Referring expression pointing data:
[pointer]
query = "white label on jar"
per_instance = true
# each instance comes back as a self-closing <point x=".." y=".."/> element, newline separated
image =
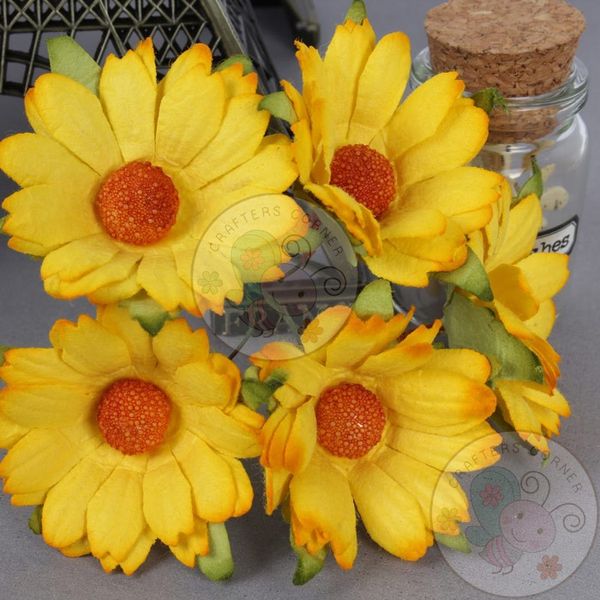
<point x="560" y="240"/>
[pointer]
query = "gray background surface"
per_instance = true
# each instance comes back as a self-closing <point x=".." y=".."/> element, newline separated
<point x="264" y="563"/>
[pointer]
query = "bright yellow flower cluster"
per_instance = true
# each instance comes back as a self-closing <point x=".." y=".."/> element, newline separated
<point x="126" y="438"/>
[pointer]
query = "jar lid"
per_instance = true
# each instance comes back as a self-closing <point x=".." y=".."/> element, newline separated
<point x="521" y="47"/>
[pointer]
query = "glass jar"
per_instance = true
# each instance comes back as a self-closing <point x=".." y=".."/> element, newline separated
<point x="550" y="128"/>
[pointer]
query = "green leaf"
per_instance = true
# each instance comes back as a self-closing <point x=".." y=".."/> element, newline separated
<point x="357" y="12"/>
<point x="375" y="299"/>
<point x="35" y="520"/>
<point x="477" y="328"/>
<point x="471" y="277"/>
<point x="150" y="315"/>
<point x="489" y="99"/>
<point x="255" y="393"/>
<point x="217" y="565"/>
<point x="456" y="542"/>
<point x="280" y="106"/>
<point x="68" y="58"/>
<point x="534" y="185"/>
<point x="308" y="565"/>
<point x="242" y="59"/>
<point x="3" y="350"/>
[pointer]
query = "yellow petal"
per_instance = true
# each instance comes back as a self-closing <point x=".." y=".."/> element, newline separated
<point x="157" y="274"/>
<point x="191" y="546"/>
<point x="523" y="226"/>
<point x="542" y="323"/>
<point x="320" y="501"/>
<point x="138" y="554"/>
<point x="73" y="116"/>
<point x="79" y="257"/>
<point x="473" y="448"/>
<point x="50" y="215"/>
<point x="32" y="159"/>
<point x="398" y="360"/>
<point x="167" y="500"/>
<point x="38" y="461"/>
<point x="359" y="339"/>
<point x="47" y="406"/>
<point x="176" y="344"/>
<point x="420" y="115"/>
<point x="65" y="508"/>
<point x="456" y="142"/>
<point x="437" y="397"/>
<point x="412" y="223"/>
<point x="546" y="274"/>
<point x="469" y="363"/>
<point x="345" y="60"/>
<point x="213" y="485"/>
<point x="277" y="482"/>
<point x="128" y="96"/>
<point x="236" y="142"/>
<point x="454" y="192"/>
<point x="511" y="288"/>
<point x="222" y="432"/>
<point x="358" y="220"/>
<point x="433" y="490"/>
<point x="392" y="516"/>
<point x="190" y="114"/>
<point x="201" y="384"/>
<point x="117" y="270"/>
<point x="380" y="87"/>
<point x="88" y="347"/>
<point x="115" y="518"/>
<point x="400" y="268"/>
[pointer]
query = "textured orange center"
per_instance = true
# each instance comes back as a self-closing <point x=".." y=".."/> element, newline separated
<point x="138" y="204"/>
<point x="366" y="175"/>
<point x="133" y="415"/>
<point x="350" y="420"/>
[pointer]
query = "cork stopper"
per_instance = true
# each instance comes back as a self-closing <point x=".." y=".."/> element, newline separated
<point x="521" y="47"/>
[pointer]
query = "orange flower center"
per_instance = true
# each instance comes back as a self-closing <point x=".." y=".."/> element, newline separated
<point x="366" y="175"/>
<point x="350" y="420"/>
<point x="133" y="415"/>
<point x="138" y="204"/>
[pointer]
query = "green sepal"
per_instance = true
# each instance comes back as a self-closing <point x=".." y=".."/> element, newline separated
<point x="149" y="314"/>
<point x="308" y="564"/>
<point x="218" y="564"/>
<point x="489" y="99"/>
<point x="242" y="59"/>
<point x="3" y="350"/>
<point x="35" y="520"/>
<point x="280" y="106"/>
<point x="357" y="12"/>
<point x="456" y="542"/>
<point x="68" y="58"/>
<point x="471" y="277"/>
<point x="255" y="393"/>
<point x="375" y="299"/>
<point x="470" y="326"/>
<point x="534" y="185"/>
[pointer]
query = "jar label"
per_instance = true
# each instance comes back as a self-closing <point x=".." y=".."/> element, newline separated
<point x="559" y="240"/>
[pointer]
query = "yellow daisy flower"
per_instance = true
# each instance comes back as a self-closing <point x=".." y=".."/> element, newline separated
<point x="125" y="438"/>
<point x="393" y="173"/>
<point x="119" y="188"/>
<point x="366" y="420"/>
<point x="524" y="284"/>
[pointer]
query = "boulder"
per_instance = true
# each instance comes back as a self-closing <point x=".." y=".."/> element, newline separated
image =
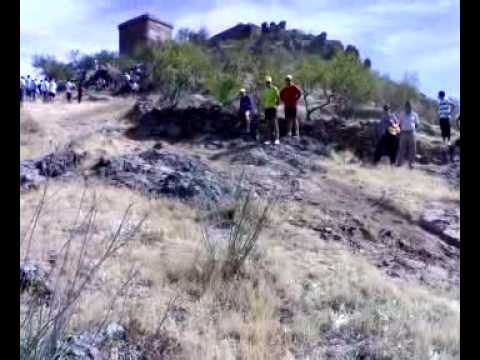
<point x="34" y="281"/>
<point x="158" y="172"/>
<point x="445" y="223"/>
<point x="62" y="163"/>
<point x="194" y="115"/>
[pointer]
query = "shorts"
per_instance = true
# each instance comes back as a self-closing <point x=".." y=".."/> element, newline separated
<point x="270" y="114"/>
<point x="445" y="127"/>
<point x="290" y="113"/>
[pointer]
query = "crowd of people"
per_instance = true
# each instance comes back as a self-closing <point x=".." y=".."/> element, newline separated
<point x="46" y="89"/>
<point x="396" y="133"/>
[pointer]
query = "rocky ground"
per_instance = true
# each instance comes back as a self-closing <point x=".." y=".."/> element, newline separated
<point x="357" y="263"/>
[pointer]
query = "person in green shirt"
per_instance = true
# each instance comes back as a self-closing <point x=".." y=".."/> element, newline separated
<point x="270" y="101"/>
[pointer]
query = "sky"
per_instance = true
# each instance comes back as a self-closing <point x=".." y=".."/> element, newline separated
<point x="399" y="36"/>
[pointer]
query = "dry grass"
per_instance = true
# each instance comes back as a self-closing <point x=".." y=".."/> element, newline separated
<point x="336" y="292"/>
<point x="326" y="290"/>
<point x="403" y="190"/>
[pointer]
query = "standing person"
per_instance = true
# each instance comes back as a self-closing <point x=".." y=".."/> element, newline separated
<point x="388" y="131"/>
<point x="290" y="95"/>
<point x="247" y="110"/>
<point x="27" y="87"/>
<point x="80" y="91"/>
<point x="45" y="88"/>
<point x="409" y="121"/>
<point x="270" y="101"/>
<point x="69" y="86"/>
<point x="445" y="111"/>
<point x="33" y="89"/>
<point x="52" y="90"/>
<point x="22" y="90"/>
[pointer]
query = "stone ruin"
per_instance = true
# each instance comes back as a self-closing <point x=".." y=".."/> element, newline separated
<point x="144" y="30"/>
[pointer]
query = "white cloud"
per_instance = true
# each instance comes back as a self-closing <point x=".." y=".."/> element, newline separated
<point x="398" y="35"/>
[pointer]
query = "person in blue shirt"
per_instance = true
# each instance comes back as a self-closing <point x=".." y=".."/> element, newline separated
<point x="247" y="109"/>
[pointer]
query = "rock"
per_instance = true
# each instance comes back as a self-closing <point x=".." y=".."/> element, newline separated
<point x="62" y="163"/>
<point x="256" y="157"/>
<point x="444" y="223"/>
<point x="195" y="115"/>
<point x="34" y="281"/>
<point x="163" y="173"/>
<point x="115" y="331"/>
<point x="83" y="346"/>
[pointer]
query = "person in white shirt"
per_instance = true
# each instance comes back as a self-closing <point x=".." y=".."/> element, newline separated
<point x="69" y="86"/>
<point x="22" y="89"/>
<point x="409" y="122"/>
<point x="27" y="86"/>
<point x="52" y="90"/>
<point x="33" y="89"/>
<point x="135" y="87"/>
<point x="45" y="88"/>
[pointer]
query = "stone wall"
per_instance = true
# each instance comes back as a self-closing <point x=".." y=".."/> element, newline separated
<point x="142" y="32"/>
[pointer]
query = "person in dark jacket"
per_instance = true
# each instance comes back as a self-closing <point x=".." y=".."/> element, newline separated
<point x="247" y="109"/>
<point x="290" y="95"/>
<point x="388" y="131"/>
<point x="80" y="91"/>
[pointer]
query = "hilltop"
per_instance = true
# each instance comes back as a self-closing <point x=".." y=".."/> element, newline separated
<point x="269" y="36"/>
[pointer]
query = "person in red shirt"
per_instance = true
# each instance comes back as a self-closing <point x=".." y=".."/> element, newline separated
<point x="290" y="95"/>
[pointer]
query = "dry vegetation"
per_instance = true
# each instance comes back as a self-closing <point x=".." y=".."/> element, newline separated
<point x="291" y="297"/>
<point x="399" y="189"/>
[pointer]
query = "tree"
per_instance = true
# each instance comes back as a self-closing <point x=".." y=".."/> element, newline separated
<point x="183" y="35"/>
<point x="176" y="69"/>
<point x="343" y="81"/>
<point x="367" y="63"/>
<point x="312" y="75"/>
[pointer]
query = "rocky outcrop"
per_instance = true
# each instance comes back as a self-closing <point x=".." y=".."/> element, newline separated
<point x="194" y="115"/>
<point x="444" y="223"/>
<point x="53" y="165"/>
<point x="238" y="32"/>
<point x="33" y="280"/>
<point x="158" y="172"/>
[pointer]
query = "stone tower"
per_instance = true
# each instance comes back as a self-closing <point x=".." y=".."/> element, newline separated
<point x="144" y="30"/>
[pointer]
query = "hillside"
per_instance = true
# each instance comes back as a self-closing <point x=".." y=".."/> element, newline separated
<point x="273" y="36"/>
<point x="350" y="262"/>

ABOUT THIS TASK: Whenever the string "stone" shows up in a line of the records, copy that line.

SOLUTION TO THIS PROBLEM:
query = "stone ruin"
query = "stone wall"
query = "stone tower"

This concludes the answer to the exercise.